§ **Exercise requirements**
Repeat the data exactly, please; no pictures belong in the copy.
____
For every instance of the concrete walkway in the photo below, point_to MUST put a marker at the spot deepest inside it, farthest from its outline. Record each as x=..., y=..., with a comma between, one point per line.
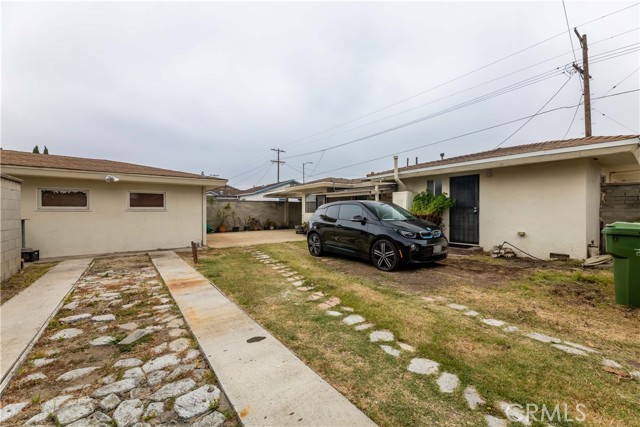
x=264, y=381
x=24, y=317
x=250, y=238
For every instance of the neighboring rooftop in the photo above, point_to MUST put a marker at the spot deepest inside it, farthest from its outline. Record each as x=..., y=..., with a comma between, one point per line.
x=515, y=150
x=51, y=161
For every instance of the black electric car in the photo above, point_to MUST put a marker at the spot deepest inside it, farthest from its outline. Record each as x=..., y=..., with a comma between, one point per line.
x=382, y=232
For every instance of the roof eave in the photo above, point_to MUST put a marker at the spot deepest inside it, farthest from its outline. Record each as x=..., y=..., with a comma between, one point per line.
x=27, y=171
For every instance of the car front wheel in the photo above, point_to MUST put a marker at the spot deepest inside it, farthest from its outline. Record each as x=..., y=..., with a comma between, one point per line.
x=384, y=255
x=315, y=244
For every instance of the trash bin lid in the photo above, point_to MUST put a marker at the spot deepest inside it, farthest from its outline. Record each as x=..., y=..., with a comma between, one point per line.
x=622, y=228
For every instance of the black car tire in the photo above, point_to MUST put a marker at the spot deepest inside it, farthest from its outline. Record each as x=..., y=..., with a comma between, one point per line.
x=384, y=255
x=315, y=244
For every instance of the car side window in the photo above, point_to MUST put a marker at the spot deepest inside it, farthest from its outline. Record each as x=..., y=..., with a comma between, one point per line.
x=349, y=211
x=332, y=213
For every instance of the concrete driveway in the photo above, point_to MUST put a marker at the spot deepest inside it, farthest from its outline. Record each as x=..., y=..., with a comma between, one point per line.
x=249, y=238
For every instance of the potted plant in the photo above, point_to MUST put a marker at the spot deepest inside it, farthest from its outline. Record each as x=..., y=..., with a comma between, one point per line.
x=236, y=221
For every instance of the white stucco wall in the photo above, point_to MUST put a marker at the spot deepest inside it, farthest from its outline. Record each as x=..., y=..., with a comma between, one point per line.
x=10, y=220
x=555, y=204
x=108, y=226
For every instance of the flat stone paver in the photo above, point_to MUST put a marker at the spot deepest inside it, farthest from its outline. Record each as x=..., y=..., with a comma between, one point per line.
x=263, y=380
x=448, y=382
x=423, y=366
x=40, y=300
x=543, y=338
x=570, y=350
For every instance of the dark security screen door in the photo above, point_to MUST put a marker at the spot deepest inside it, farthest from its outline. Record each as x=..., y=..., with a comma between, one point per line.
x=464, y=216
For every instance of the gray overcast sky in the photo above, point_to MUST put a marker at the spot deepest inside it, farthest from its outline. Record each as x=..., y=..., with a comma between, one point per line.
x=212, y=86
____
§ **Response to the task**
For every instance of the concrete walkway in the photo below, point_to MUST put a marker at the spot deepest inside it, farthest from its outline. Record each as x=..., y=..., with a comma between, one point per line.
x=264, y=381
x=24, y=317
x=250, y=238
For every instance of the neighboring rooftop in the photo above, point_to MUST put a marker at the spot deepest inside it, farthest from its outline. Record each as x=..., y=..., with a comma between, one point per line.
x=515, y=150
x=51, y=161
For every instance of the black electric car in the photo above, point_to MUST put a marker at the spot deepest inside it, farthest from its outline. Record each as x=..., y=..., with a comma between, one point per line.
x=382, y=232
For every instance of the roof eave in the photo above, point_to MUST put a marker at the spot deepest inside it, farthest from its outline. Record each as x=..., y=..., with a comma between, one point per line.
x=27, y=171
For every instance of the car front wheel in the photo above, point_to MUST put a marker at the spot deepest inside it, farthest from its outline. Record each as x=..., y=..., with a comma between, one point per line.
x=384, y=255
x=315, y=244
For every instance of the trash bin lid in the photo above, point_to MUST put a marker at the spot deepest inside it, farthest from its outline. Record each as x=..., y=..., with a comma between, one point per line.
x=622, y=228
For every instance of the black car tire in the photo above, point_to MUST put a marker at the spot deepest inside it, farthest from its outline. Record each as x=..., y=..., with a comma between, one point per line.
x=384, y=255
x=315, y=244
For every instance of the car side window in the photo above, point_to MUST put a marker at the spot deepest inside it, farthest from its outline. Record each as x=..., y=..., with a comma between, one point per line.
x=349, y=211
x=332, y=213
For every instance of the concrete driveway in the photo above, point_to MUST put a marker at the spot deepest inside it, farthest from its outline. Record each as x=..., y=..., with a comma between, one point per line.
x=249, y=238
For every instance of the potted plant in the photo above, point_to MUST put a marker at the spot deepest inside it, farthest from its outline. Record each as x=..., y=..., with a comma between, one point per line.
x=236, y=221
For every instance of the white stucco wall in the photo above, point_to MUST put a marker at the spot deepest inside it, farthest from its outline. Record each as x=..., y=..., with a comma between, one point per line.
x=10, y=220
x=555, y=204
x=108, y=226
For every instance of the flat stone paver in the photo above, point_to MUST put a marker at the spot deepest inside it, farthest from its outline. Record each as x=..., y=..., with a comma between, one point per line.
x=263, y=380
x=448, y=382
x=423, y=366
x=40, y=300
x=543, y=338
x=570, y=350
For every instance of the dark security screen door in the photo above, point_to MUST put a marker at the spot deepest inside it, farthest from its outline. Record each as x=..., y=..., with a comma between, one point per line.
x=464, y=216
For every instance of the gray overcast sky in the photo above, point_to MUST put a marker at the spot deepest inside it, farthest from its outline. Record each as x=..., y=..., with a comma between, one point per line.
x=212, y=86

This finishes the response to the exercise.